%%

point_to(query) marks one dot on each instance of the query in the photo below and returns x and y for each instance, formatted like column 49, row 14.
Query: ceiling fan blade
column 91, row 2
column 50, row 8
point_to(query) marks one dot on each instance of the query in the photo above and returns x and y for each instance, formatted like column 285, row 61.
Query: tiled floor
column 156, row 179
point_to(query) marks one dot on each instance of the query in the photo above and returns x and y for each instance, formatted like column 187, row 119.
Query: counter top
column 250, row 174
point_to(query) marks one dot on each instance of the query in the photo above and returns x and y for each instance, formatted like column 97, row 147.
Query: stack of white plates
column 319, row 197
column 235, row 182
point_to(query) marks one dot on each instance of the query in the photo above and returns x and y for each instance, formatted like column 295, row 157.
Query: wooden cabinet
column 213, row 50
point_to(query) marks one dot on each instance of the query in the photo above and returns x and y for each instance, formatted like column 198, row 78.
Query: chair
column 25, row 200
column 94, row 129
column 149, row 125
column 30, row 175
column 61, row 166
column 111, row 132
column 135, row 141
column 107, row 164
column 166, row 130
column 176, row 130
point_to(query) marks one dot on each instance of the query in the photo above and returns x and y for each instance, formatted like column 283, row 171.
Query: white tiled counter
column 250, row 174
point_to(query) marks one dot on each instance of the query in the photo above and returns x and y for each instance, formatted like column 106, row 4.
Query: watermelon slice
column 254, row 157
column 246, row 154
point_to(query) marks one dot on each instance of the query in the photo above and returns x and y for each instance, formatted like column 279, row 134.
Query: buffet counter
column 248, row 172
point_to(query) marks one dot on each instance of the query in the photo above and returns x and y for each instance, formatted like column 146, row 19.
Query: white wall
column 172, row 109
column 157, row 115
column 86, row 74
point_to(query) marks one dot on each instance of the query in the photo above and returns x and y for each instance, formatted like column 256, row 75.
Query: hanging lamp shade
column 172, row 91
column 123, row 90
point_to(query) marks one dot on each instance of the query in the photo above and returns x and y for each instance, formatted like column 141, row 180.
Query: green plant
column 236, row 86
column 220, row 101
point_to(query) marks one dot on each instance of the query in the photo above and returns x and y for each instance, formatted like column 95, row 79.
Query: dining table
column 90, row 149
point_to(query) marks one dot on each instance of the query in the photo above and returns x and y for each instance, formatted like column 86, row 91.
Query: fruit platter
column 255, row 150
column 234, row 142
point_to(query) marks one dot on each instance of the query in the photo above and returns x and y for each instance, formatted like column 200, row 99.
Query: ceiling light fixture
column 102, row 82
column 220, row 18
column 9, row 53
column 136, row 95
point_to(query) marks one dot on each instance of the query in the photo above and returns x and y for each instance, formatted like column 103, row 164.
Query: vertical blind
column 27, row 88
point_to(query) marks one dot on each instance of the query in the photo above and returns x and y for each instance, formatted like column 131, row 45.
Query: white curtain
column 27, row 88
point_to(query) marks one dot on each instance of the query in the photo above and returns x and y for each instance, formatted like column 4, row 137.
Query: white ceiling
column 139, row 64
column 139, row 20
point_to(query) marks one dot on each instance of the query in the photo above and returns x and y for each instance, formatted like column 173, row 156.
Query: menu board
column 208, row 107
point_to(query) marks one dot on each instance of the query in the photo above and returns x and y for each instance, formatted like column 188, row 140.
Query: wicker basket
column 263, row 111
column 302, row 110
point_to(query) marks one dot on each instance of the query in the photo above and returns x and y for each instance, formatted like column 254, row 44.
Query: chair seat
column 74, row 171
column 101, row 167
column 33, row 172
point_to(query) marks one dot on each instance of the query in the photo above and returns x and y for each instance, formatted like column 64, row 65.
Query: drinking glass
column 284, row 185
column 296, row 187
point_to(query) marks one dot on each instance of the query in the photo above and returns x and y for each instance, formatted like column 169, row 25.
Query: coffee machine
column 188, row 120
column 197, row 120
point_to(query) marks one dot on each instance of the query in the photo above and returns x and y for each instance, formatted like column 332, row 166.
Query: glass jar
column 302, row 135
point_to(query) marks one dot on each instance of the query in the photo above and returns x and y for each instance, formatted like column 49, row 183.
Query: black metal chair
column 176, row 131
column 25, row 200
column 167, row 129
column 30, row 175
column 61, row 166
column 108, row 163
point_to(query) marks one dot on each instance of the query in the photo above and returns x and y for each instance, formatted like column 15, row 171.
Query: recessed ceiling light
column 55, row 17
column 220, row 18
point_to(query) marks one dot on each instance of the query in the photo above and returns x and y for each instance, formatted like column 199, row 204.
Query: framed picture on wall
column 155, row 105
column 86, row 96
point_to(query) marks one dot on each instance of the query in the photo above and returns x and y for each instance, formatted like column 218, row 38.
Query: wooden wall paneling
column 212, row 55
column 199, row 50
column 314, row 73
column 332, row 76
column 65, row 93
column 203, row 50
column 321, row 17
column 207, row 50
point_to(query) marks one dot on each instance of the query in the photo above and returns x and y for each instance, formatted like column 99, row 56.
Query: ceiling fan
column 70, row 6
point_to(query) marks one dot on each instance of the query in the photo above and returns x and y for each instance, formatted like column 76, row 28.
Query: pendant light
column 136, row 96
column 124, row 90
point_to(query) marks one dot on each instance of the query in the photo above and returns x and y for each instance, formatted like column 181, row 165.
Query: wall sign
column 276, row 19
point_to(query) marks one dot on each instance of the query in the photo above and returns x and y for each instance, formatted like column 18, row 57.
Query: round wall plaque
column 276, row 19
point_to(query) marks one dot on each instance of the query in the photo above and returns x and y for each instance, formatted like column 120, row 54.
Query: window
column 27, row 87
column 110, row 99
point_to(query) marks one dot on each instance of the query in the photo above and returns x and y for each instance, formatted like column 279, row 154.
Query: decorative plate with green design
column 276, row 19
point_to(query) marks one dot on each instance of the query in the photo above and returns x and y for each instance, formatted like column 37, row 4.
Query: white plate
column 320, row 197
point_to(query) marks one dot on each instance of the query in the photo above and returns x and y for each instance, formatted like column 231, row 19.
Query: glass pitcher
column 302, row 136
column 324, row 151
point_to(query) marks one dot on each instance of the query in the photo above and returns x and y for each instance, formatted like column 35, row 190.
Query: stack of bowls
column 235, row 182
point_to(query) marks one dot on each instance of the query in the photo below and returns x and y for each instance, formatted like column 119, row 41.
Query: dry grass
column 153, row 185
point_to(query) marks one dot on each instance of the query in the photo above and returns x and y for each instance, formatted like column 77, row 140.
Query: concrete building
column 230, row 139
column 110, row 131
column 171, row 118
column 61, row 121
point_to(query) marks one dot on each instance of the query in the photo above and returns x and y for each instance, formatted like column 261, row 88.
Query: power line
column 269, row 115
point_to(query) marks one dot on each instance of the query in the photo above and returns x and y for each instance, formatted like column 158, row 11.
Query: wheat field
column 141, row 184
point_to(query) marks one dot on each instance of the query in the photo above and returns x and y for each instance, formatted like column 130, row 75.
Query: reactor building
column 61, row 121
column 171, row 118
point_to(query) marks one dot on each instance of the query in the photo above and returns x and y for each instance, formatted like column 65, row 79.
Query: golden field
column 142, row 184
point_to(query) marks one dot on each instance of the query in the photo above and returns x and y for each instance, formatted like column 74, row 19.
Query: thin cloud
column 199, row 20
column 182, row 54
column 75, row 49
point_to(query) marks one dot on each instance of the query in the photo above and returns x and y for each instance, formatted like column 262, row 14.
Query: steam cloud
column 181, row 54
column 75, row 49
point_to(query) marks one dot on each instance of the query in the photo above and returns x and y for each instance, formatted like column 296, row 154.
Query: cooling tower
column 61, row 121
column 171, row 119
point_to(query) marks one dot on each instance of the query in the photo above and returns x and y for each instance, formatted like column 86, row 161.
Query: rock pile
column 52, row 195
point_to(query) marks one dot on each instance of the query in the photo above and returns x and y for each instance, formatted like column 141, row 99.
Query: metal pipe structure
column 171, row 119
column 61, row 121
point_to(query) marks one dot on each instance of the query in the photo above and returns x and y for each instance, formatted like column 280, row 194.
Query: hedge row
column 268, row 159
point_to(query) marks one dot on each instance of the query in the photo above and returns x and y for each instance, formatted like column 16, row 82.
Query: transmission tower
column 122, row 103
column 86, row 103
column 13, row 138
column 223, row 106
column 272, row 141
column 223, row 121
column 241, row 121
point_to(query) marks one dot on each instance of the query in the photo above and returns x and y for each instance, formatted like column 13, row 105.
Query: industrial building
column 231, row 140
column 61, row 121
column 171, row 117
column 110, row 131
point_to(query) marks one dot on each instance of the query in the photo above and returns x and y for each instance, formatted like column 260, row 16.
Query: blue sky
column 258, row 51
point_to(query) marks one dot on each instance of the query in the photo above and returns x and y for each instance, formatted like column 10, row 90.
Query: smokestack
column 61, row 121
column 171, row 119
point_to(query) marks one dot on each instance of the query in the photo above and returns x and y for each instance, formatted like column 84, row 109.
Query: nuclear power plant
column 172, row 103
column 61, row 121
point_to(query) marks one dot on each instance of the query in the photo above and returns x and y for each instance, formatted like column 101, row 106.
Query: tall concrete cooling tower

%%

The exercise = All lines from the one containing "13, row 105." through the final line of the listing above are to be reproduced exactly; include both and add nothing.

Written response =
point_to(query) marks one dot on each instance of the query in the photo above and returns x and y for each instance, formatted like column 13, row 105.
Query: industrial building
column 231, row 140
column 61, row 121
column 171, row 117
column 110, row 131
point_to(query) marks one dot on each instance of the query in the photo above and returns x and y for each instance, formatted like column 260, row 16.
Query: blue sky
column 258, row 51
point_to(query) marks one dot on each instance of the query in the photo above and returns x and y for each instance, formatted like column 10, row 90.
Query: smokestack
column 61, row 121
column 171, row 119
point_to(query) marks one dot on each instance of the query in the photo above and returns x and y for each instance, formatted like column 84, row 109.
Query: nuclear power plant
column 172, row 103
column 61, row 121
point_to(query) marks one dot on each instance of the query in the photo above and returns x and y for each instance, formatted like column 101, row 106.
Query: tall concrete cooling tower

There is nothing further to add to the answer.